PDF to EPUB is tricky because you're converting from fixed-layout (exact positioning) to reflowable (adapting text). It works best with simple, text-heavy PDFs that were created from documents (not scanned). The converter extracts the text, images, and basic formatting, then reflows it into EPUB format. Scanned PDFs (images of book pages) need OCR (text recognition) first, which requires specialized tools.
What works well: Simple PDFs with mostly text, books created from Word/InDesign, technical documents with straightforward layout, and ebooks that were originally digital. What doesn't work well: Scanned books (they're just images), complex multi-column layouts, PDFs with lots of text boxes and fancy positioning, and highly designed books where layout is critical. For best results, start with the original document (Word, InDesign) instead of PDF.
After converting PDF to EPUB, always check the result on your actual device. Text might not flow perfectly, images might move around, and formatting could shift. This is normal – PDF and EPUB are fundamentally different. For professional publishing, use source files (DOCX) rather than PDF. For personal reading, PDF to EPUB works fine for simple books but expect to lose some layout precision.
Can I convert Word documents to EPUB or MOBI?
Yes! This is actually the ideal workflow for authors and self-publishers. Write your book in Word (DOCX), then convert to EPUB/MOBI/PDF for distribution. Word is structured in a way that converts well to ebook formats – much better than starting from PDF or other formats. Most self-published ebooks start as Word documents.
Tips for best results: Use Word's built-in styles (Heading 1 for chapter titles, Normal for body text) instead of manual formatting. Don't use tabs or spaces for indentation – set paragraph indentation in the style. Insert page breaks between chapters (Insert > Page Break). Add a cover image as the first page. Use Word's table of contents feature if you want one. Proper Word formatting converts beautifully to ebooks.
Publishing workflow: Keep your Word document as the master file. When you need to publish, convert it to EPUB for most platforms (Kobo, Apple Books, Google Play). Convert to MOBI or upload EPUB to Amazon KDP for Kindle. If you need to make changes later, edit the Word document and re-convert – don't try to edit the ebook files directly. This keeps everything consistent across formats.

» **Data excerpt**
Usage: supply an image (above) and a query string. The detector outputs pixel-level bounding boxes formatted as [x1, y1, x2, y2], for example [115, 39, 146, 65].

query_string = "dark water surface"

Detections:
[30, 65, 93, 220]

» **Directions**
Repeat the stretch of the ebook conversion text above from "Tips for best" through "beautifully to ebooks.", word for word.

» **Correct result**
Tips for best results: Use Word's built-in styles (Heading 1 for chapter titles, Normal for body text) instead of manual formatting. Don't use tabs or spaces for indentation – set paragraph indentation in the style. Insert page breaks between chapters (Insert > Page Break). Add a cover image as the first page. Use Word's table of contents feature if you want one. Proper Word formatting converts beautifully to ebooks.